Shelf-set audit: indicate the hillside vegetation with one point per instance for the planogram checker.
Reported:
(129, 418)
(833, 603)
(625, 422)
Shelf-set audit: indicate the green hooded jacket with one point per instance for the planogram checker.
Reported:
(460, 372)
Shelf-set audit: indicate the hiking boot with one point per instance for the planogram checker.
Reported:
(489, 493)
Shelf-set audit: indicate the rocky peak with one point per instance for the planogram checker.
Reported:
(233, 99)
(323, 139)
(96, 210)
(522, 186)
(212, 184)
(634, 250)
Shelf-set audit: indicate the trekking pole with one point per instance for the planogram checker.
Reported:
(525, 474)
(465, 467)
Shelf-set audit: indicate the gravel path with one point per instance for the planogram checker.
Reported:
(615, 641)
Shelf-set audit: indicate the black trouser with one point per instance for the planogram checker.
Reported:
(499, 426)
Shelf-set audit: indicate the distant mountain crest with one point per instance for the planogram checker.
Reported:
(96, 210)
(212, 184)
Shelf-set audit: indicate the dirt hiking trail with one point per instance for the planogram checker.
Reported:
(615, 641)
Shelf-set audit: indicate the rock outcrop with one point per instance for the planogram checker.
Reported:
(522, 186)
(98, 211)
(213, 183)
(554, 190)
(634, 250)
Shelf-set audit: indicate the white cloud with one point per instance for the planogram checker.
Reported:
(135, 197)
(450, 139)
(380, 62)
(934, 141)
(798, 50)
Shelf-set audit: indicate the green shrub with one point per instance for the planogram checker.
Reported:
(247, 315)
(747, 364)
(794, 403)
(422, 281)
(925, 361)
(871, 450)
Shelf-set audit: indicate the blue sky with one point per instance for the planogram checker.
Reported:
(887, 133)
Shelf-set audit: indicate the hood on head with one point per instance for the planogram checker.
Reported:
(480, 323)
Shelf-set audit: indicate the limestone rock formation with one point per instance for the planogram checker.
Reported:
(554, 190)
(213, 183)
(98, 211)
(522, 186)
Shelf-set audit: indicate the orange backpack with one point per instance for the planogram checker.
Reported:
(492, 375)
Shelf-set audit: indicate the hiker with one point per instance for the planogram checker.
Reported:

***

Brief
Convert every line of the rows above into a Markdown table with the columns Number and Text, numbering each line in order and omitting any blank lines.

Exercise solution
| Number | Text |
|---|---|
| 1 | Shelf-set audit: indicate the hillside vegetation with one point per instance for the planogram checker. |
| 2 | Reported: |
| 3 | (129, 418) |
| 4 | (833, 603) |
| 5 | (625, 422) |
| 6 | Shelf-set audit: indicate the green hooded jacket with one point per instance for the planogram checker. |
| 7 | Reported: |
| 8 | (460, 372) |
| 9 | Shelf-set audit: indicate the hiking boot with one point per instance for the planogram checker. |
| 10 | Reported: |
| 11 | (489, 493) |
| 12 | Shelf-set audit: indicate the rocky peak with one point per instance for the planogram checker. |
| 13 | Reported: |
| 14 | (233, 99) |
| 15 | (323, 139) |
| 16 | (96, 210) |
| 17 | (522, 186) |
| 18 | (212, 184) |
| 19 | (634, 250) |
| 20 | Shelf-set audit: indicate the trekking pole with one point per instance for the planogram checker. |
| 21 | Reported: |
| 22 | (525, 474) |
| 23 | (465, 467) |
| 24 | Shelf-set audit: indicate the gravel path with one point per instance for the planogram checker. |
| 25 | Reported: |
| 26 | (615, 641) |
| 27 | Shelf-set audit: indicate the black trouser with one point per instance for the planogram checker. |
| 28 | Reported: |
| 29 | (499, 426) |
| 30 | Shelf-set audit: indicate the distant mountain crest with one point per instance for the planogram checker. |
| 31 | Reported: |
| 32 | (96, 210) |
| 33 | (212, 184) |
| 34 | Shelf-set audit: indicate the dirt hiking trail with one point per instance for the planogram checker. |
| 35 | Reported: |
| 36 | (615, 641) |
| 37 | Shelf-set audit: indicate the rock outcrop with one point per instance for the planogram checker. |
| 38 | Reported: |
| 39 | (522, 186) |
| 40 | (98, 211) |
| 41 | (213, 183) |
| 42 | (554, 190) |
| 43 | (634, 250) |
| 44 | Shelf-set audit: indicate the white cloud with one point per instance for the planogram checker. |
| 45 | Reported: |
| 46 | (135, 197) |
| 47 | (450, 139) |
| 48 | (380, 62) |
| 49 | (934, 141) |
| 50 | (798, 50) |
| 51 | Shelf-set audit: indicate the green shrub with one point per instance for the planogram checker. |
| 52 | Reported: |
| 53 | (247, 315) |
| 54 | (747, 364) |
| 55 | (794, 403) |
| 56 | (422, 281) |
| 57 | (925, 361) |
| 58 | (871, 450) |
| 59 | Shelf-set audit: indicate the blue sky with one point per instance for the planogram checker. |
| 60 | Reported: |
| 61 | (887, 133) |
| 62 | Shelf-set audit: indicate the hood on head with one point per instance for the planogram checker. |
| 63 | Reported: |
| 64 | (480, 323) |
| 65 | Shelf-set audit: indicate the limestone rock formation with one point per instance for the planogram checker. |
| 66 | Reported: |
| 67 | (554, 190) |
| 68 | (213, 183) |
| 69 | (98, 211) |
| 70 | (522, 186) |
| 71 | Shelf-set audit: indicate the orange backpack with one point per instance for the planogram checker. |
| 72 | Reported: |
| 73 | (492, 375) |
| 74 | Shelf-set audit: indicate the hiker with one point per instance for the planogram checker. |
| 75 | Reported: |